*** Opening Task input ***

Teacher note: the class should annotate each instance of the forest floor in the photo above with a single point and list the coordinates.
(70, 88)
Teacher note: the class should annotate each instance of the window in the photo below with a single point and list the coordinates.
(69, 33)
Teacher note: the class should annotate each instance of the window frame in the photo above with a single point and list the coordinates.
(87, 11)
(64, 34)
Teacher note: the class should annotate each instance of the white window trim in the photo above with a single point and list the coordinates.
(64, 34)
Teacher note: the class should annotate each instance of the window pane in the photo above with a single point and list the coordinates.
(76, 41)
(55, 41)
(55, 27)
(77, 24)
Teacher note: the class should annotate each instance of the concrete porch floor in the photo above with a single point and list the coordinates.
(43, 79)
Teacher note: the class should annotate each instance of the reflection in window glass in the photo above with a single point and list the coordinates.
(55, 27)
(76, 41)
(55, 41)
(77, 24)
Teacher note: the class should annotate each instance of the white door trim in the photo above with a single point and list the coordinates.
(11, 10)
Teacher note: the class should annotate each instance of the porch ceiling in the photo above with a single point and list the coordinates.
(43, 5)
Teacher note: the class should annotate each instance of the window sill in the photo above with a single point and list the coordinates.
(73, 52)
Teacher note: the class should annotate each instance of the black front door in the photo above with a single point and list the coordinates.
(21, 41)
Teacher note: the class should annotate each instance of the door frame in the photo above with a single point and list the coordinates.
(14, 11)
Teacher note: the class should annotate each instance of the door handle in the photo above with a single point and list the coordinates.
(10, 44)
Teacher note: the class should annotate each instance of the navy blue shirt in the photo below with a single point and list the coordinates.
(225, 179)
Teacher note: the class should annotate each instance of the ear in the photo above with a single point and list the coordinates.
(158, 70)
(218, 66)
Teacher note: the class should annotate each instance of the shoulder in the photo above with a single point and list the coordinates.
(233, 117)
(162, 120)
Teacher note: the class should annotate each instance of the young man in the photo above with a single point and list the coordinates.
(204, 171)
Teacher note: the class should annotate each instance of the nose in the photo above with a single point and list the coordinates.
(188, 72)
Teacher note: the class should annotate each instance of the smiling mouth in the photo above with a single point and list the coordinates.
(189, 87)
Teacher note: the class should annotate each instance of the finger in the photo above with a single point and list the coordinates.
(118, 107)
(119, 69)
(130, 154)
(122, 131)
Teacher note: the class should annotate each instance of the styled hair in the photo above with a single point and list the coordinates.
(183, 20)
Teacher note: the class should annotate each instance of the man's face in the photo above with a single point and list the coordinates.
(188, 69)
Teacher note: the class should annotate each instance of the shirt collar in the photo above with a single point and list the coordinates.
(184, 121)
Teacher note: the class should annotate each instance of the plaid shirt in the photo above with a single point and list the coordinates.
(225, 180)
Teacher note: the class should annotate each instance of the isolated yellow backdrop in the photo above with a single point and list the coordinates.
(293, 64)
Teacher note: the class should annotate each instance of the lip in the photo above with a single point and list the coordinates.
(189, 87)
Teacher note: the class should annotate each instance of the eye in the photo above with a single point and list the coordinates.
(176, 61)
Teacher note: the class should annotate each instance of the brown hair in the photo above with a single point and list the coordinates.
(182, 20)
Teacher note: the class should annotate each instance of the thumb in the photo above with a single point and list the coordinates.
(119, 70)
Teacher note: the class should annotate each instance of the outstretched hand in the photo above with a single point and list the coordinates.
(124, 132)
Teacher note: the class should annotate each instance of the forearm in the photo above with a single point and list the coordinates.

*** Closing Task input ***

Retype the records above exactly, so that no line differs from its source.

Teacher note: the class should annotate each instance of the forest floor in the photo above with a single point and list the coordinates.
(70, 88)
Teacher note: the class should annotate each instance of the window in the photo below with a single point and list the coordinates.
(69, 33)
Teacher note: the class should annotate each instance of the window frame in the photo above with a single point and list the coordinates.
(87, 11)
(64, 34)
Teacher note: the class should annotate each instance of the white window trim in the photo above with a single point and list the coordinates.
(64, 34)
Teacher note: the class should annotate each instance of the window pane in the photo above with a single point and list the coordinates.
(76, 41)
(55, 41)
(55, 27)
(77, 24)
Teacher note: the class should annotate each instance of the concrete porch floor in the photo above with a single point and list the coordinates.
(43, 79)
Teacher note: the class should annotate each instance of the reflection in window glass in the photo above with a single point and list the coordinates.
(55, 27)
(76, 41)
(55, 41)
(77, 24)
Teacher note: the class should annotate each instance of the white door trim in the photo above with a single point and list the coordinates.
(11, 10)
Teacher note: the class should annotate each instance of the porch ceiling in the photo above with a single point and list the coordinates.
(43, 5)
Teacher note: the class should annotate each instance of the window sill in the photo above with a single point and list the coordinates.
(73, 52)
Teacher note: the class should annotate each instance of the black front door in the photo above with a single point and list the coordinates.
(21, 41)
Teacher note: the class should annotate each instance of the door frame in the photo above with a single point and list the coordinates.
(14, 11)
Teacher note: the class should annotate each instance of the door handle in the photo above with a single point and list the coordinates.
(10, 44)
Teacher note: the class should annotate each instance of the navy blue shirt in the photo below with a single point and list the coordinates.
(225, 179)
Teacher note: the class should annotate each instance of the ear in the photo above with a single point and list the coordinates.
(158, 70)
(218, 66)
Teacher note: the class should annotate each instance of the shoulder in the photo above with a single point and list the coordinates.
(233, 117)
(162, 120)
Teacher note: the class should annotate each instance of the young man in the photo above with a single point and list the coordinates.
(204, 171)
Teacher note: the class should annotate each instance of the nose in the photo above with a single point and list the coordinates.
(188, 72)
Teacher note: the class should annotate each instance of the smiling mouth in the photo above with a single point and list the coordinates.
(189, 87)
Teacher note: the class should annotate each instance of the finger in the photo above with a single point and list the coordinates.
(118, 107)
(119, 69)
(130, 154)
(122, 131)
Teacher note: the class should annotate each instance of the styled hair in the photo above with a single point and list the coordinates.
(183, 20)
Teacher note: the class should annotate each instance of the man's face in the photo above with a single point and list the coordinates.
(188, 69)
Teacher note: the class should annotate each instance of the shirt collar in the photo above with a single point and list the coordinates.
(184, 121)
Teacher note: the class should annotate each instance of the plaid shirt in the photo above with a single point and list the coordinates.
(225, 180)
Teacher note: the class should annotate each instance of the isolated yellow backdrop in the photo above with a single point and list the coordinates.
(293, 64)
Teacher note: the class should annotate each instance of the lip in the photo above with a single point and list the coordinates.
(189, 87)
Teacher note: the class should annotate each instance of the eye in the photo above with a single point and list the coordinates.
(176, 61)
Teacher note: the class should annotate each instance of the brown hair in the photo above with a single point and list the coordinates.
(182, 20)
Teacher note: the class should annotate each instance of the thumb in the photo above with a single point and list the coordinates.
(119, 70)
Teacher note: the class should annotate each instance of the outstretched hand in the photo above with a single point and list the coordinates.
(124, 132)
Teacher note: the class should annotate each instance of the forearm in the photo above with a single point and list the coordinates.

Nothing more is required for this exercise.